[Исходный фрагмент]
───
А кто хоронить-то будет?
Логика – занятная штука. У женщины она особенная (хотя жена утверждает, что правильная), у шизофреника она кривая. Причем «кривая» – это я не для красного словца. Есть и другое, более политкорректное определение: паралогичность. То есть мысль у такого человека вместо нахоженной проторенной дороги бродит тропами зайцев и контрабандистов. Заблудившихся. Поэтому выводы из рядового, в общем-то, события следуют такие, что некоторое время стараешься собрать всю свою смекалку в кучу, чтобы хоть приблизительно понять: с чего он это взял? То же касается и способов достичь цели. А уж если цель себе поставила женщина, страдающая шизофренией… Впрочем, лучше расскажу одну историю.
Марина Александровна (назовем ее так) ходит на прием к психиатру уже много лет. Причем каждый ее визит – это незабываемое зрелище для неподготовленного посетителя диспансера. Представьте себе фигуристую даму, которая уже десятый год медитирует на тему, что она ягодка-рецидивистка, и всячески старается эту мысль донести до окружающих посредством прямой визуальной стимуляции. Не знаю, как справляются с культурным шоком те, кто видит ее впервые, но в таком наряде из какой-то невероятной ткани, сочетающей в себе свойства марлевки и рыбацкой сети, да еще и на голое тело, можно смело вставать на огороде: воронам просто глазки повышибает. Плюс контролечка – очки с пронзительно-желтыми линзами, вроде поляризующего фильтра у фотоаппарата. Их Марина Александровна носит не просто так, а для того, чтобы лучше видеть ауру собеседника и подмечать, кто это ей все время шепчет в голове всякие непристойности.
───
[Необходимые действия]
1. Воспроизведите дословно часть очерка о логике при шизофрении от «А кто хоронить-то» до «расскажу одну историю.».
2. Продолжите очерк о логике при шизофрении с того места, на котором он обрывается.

[Содержимое набора данных]
───
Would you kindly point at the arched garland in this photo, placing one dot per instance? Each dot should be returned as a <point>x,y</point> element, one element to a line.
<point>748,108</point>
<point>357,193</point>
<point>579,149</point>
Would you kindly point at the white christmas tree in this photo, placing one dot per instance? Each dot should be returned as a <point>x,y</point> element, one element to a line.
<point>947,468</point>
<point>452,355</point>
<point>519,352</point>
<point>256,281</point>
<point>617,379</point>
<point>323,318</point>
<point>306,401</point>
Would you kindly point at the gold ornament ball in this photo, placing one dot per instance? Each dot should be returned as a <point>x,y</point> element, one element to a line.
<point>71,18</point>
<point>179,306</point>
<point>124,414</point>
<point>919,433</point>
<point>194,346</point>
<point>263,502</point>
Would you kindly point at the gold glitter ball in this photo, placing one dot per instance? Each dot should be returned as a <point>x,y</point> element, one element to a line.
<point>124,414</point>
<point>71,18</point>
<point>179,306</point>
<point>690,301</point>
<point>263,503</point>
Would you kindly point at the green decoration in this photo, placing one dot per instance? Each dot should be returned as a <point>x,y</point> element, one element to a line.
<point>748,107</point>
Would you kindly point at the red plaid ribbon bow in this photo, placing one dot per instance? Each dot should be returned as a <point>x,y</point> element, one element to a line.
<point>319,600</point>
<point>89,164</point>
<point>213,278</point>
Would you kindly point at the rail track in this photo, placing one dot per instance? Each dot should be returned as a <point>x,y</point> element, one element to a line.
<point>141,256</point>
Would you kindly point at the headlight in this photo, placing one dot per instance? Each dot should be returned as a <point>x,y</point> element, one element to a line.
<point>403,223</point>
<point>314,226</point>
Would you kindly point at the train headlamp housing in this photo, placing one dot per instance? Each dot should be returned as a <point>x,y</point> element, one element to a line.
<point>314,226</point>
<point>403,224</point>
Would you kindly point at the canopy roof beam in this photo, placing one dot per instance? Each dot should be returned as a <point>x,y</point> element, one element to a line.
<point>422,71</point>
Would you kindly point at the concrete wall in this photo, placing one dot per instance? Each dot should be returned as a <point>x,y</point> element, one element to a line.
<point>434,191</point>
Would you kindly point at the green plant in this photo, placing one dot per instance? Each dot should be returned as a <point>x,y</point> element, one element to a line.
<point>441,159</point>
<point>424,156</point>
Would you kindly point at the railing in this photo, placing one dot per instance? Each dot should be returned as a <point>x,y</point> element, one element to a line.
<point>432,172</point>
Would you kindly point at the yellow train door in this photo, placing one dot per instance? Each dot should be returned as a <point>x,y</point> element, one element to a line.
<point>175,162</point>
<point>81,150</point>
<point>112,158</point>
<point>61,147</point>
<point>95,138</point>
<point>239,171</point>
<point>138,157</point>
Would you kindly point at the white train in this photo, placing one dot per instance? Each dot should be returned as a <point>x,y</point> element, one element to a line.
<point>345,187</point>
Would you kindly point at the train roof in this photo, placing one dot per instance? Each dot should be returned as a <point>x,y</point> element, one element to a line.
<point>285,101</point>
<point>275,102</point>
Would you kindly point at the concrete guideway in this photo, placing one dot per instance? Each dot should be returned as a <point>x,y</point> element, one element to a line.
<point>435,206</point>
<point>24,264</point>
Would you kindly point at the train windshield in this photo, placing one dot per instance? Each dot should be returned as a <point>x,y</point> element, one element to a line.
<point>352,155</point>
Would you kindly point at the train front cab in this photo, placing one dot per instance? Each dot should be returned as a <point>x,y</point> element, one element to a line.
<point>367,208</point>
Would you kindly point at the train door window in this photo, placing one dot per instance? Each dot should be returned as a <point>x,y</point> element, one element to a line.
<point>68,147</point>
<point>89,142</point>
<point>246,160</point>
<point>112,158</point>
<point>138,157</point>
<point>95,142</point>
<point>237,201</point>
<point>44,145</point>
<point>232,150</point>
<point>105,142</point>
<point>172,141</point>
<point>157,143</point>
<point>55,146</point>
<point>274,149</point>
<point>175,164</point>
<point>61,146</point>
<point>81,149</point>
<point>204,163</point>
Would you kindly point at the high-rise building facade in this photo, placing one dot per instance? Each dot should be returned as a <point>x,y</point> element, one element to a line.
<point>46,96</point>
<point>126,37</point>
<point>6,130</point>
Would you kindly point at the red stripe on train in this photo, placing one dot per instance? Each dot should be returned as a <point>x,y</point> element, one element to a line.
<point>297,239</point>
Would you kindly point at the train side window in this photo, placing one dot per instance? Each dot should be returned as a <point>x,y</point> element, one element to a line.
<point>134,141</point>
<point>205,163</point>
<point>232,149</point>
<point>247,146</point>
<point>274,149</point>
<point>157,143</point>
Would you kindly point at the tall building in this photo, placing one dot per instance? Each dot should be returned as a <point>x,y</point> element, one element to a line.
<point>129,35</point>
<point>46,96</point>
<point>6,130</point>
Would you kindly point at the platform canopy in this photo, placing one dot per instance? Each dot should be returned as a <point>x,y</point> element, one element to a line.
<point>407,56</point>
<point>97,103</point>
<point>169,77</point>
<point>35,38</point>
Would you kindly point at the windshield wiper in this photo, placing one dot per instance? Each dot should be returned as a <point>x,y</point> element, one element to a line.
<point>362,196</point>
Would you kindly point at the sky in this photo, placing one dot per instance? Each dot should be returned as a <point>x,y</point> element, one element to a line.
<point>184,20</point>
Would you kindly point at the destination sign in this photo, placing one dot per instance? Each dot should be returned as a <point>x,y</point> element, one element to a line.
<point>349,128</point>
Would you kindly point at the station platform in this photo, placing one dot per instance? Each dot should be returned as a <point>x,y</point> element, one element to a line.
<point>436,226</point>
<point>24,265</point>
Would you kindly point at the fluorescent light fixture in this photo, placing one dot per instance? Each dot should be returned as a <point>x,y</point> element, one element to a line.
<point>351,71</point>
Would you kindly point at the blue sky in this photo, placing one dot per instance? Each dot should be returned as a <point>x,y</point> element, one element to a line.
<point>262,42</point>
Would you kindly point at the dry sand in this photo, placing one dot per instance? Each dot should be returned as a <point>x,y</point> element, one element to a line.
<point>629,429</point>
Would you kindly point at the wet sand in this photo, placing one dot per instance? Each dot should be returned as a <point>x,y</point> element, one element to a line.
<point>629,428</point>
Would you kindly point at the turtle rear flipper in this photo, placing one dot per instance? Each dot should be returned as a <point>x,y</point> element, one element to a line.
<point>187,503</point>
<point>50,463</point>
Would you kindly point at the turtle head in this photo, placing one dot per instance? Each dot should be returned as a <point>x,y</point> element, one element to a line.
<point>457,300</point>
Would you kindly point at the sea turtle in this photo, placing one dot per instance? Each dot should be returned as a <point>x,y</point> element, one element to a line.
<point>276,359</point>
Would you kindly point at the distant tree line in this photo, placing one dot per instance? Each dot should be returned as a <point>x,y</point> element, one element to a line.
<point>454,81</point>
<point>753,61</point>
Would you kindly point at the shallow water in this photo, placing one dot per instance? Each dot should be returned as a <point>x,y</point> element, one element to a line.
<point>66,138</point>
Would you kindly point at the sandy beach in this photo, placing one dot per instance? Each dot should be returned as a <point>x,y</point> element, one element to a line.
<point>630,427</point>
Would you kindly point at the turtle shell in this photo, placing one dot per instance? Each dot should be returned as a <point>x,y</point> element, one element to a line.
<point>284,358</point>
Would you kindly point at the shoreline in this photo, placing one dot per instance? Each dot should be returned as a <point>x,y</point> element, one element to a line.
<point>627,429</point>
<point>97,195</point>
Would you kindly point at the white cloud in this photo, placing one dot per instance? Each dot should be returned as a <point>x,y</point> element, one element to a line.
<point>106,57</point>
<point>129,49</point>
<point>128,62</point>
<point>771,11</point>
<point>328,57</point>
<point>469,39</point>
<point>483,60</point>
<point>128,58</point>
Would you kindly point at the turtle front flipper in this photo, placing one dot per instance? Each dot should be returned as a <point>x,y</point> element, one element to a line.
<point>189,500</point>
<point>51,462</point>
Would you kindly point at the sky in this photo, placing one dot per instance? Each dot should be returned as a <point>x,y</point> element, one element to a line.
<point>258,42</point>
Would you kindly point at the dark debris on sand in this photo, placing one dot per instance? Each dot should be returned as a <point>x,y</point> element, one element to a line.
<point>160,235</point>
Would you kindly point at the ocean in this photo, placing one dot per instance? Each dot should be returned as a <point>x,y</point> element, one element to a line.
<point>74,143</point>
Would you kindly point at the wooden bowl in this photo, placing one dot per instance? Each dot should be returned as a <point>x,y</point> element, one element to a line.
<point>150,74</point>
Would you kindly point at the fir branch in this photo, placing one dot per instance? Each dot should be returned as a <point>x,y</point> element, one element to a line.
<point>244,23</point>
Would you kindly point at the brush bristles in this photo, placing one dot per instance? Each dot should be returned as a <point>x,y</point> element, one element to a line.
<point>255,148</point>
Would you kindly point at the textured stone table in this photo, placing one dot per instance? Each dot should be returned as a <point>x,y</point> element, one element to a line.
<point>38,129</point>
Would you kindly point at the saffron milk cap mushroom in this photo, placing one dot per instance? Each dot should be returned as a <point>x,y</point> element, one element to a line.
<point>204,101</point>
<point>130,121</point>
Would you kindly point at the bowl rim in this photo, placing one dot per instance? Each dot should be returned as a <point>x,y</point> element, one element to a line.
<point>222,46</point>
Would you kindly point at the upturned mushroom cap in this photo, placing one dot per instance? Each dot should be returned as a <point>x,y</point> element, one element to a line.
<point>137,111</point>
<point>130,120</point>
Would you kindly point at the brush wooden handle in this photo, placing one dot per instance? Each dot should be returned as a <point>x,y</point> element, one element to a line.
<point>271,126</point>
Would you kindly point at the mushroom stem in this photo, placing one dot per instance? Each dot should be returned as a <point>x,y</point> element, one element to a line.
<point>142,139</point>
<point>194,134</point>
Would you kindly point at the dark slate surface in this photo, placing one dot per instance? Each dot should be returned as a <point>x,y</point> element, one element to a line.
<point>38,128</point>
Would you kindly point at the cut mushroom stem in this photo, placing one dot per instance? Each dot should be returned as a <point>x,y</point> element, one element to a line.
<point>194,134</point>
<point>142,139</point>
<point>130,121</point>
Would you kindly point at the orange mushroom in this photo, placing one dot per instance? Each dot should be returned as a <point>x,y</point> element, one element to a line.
───
[Письменные ответы]
1.
А кто хоронить-то будет?
Логика – занятная штука. У женщины она особенная (хотя жена утверждает, что правильная), у шизофреника она кривая. Причем «кривая» – это я не для красного словца. Есть и другое, более политкорректное определение: паралогичность. То есть мысль у такого человека вместо нахоженной проторенной дороги бродит тропами зайцев и контрабандистов. Заблудившихся. Поэтому выводы из рядового, в общем-то, события следуют такие, что некоторое время стараешься собрать всю свою смекалку в кучу, чтобы хоть приблизительно понять: с чего он это взял? То же касается и способов достичь цели. А уж если цель себе поставила женщина, страдающая шизофренией… Впрочем, лучше расскажу одну историю.

2.
Супруг пациентки много лет стойко, как по уставу, сносил тяготы и лишения семейной жизни. Но у организма тоже есть ресурс, и в конце концов он был исчерпан. Приехала скорая, отвезла его в реанимацию, а через несколько дней Марине Александровне позвонили и сообщили, что муж скончался, и теперь ей предстоит его забрать, чтобы похоронить.
– Как это похоронить? – растерялась дама. – Я же не умею. У нас дачи отродясь не было, я не знаю, с какой стороны за лопату браться. Сами и хороните.
На том конце провода долго собирались с нужными выражениями, совершая титанические усилия в поиске цензурных выражений. Наконец предельно вежливо сообщили, что в инвентаре реаниматолога тоже нет лопат. Мол, просили, умоляли, писали письма – не выделяет Минздрав, хоть ты тресни. И вообще, есть такие специальные люди, которые приедут и все сделают, можем даже телефончик по такому случаю продиктовать.
– А зачем мне их телефон? – удивилась Марина Александровна. – Я их не знаю, мало ли что у людей на уме. Вдруг приедут и нагло, в извращенной форме, воспользуются моим беспомощным состоянием. Нет-нет, пусть лучше они едут к вам, вы же их знаете, раз телефон мне дали.
На этом цензурный фильтр сотрудников реанимации всхлипнул, собрал котомочку и пошел лесом. Даме высказали все, что наболело, и в категоричной форме обязали явиться немедленно.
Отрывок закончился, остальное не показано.